TEXT SEGMENT:
------------------------------------

Recent Bird Sightings–July 29

Early Fall migration has begun.  Over the last week, an influx of migrating shorebirds has come in to Cheyenne Bottoms.  Summer resident birds also remain abundant.  Bird activity on the marsh has been relatively good at about any time of day, even on hot days.  

Water levels remain good area wide.  Most of the bird activity has been noticed in Pools 4a and 4b from the interior dike roads.  Other pools may have good birds, but cattails seem to be thicker in other pools and it is harder to see any birds that may be there.  Storage pools (Pools 1a, 1b, 1c) at Cheyenne Bottoms are full.  This stored water will be much appreciated later on in the year. Water levels have decreased enough in several pools for KDWPT staff to get in and begin mowing and spraying to control vegetation and open up some areas for when the pools are flooded in the coming weeks.

------------------------------------

(Location labeling records)
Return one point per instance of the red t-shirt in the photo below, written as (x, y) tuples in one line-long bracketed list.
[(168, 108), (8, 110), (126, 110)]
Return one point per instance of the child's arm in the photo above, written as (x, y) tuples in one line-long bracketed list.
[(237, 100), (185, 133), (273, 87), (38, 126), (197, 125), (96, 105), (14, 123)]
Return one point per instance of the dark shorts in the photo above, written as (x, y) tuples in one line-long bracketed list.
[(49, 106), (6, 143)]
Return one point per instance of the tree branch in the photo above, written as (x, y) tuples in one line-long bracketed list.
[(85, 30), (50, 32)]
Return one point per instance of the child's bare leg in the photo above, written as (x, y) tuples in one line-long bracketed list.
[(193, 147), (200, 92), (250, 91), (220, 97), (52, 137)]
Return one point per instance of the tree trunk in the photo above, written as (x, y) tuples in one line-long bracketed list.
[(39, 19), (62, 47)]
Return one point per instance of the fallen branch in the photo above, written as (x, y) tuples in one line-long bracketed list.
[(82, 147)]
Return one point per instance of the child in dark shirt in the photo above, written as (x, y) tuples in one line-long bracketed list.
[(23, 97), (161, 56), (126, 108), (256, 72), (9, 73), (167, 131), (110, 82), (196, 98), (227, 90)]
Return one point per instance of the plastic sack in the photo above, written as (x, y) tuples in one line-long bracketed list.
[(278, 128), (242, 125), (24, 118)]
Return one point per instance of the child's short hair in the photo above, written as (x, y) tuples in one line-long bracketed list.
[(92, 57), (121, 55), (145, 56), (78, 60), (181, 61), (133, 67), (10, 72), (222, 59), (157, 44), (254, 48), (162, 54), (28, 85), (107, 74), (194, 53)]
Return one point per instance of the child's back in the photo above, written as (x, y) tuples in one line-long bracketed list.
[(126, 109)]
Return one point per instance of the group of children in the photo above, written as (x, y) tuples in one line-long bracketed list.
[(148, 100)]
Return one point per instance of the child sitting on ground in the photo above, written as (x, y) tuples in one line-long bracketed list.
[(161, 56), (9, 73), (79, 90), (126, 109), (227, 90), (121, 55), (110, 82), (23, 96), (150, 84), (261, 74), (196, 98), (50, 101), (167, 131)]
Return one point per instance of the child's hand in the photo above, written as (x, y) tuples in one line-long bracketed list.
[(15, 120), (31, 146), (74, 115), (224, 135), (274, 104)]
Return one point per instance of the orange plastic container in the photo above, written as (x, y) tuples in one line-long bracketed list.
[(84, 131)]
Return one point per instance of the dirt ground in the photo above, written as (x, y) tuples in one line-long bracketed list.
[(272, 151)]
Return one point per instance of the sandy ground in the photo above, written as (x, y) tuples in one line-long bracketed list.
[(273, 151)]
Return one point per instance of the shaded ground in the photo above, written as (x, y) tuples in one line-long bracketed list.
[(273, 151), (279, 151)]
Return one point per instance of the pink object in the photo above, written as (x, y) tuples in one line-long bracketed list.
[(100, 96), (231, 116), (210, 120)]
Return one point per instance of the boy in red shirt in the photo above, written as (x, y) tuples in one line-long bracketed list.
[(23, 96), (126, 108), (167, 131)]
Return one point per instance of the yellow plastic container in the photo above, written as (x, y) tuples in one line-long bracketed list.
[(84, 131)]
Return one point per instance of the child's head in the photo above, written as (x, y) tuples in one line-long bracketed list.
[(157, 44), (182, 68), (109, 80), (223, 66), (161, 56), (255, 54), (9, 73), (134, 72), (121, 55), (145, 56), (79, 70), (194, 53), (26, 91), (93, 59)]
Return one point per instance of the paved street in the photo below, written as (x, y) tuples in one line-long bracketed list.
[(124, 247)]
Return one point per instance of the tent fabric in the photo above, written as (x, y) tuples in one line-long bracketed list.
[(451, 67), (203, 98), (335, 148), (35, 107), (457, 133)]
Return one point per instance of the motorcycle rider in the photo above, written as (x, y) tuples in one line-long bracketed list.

------------------------------------

WRITTEN INSTRUCTION 1:
How would you translate this sentence from the Cheyenne Bottoms bird sightings post into Spanish: "Summer resident birds also remain abundant."
WRITTEN INSTRUCTION 2:
Answer these questions using the Cheyenne Bottoms bird sightings post:
(a) What kind of migrating birds has come in to Cheyenne Bottoms over the last week?
(b) In which pools has most of the bird activity been noticed?
(c) Which pools are the storage pools?
WRITTEN INSTRUCTION 3:
Can you carry the Cheyenne Bottoms bird sightings post forward from its last sentence?

EXPECTED OUTPUT 1:
Las aves residentes de verano también siguen siendo abundantes.

EXPECTED OUTPUT 2:
(a) Shorebirds.
(b) Pools 4a and 4b.
(c) Pools 1a, 1b, and 1c.

EXPECTED OUTPUT 3:
Give us your reports.  We rely heavily on other birders to know what is being seen at Cheyenne Bottoms.  Submit reports to Ebird, or email your observations to wetlandscenter@fhsu.edu.

Here is a list birds that have been reported over the last couple weeks:

  • Canada Goose
  • Wood Duck-quite abundant over the last week area-wide, but seeing them regularly along inlet canal
  • Mallard
  • Blue-winged Teal
  • Northern Shoveler
  • Redhead
  • Ruddy Ducks-relatively abundant especially in Pool 1a and 1b
  • Ring-necked Pheasant
  • Pied-billed Grebe–several reported last week
  • Double-crested Cormorant–area-wide but many can be found basking on 2 islands in Pool 4a
  • American White Pelican–relatively large groups can be seen in various locations on the area
  • American Bittern
  • Great Blue Heron-impressive numbers area-wide, but many hanging around in Pool 4a
  • Great Egret
  • Snowy Egret
  • Little Blue Heron-1 photographed in Pool 4b on 7/27
  • Cattle Egret-a large congregation can be seen most days in a pasture along the blacktop road east of the Bottoms (NE 100 Ave)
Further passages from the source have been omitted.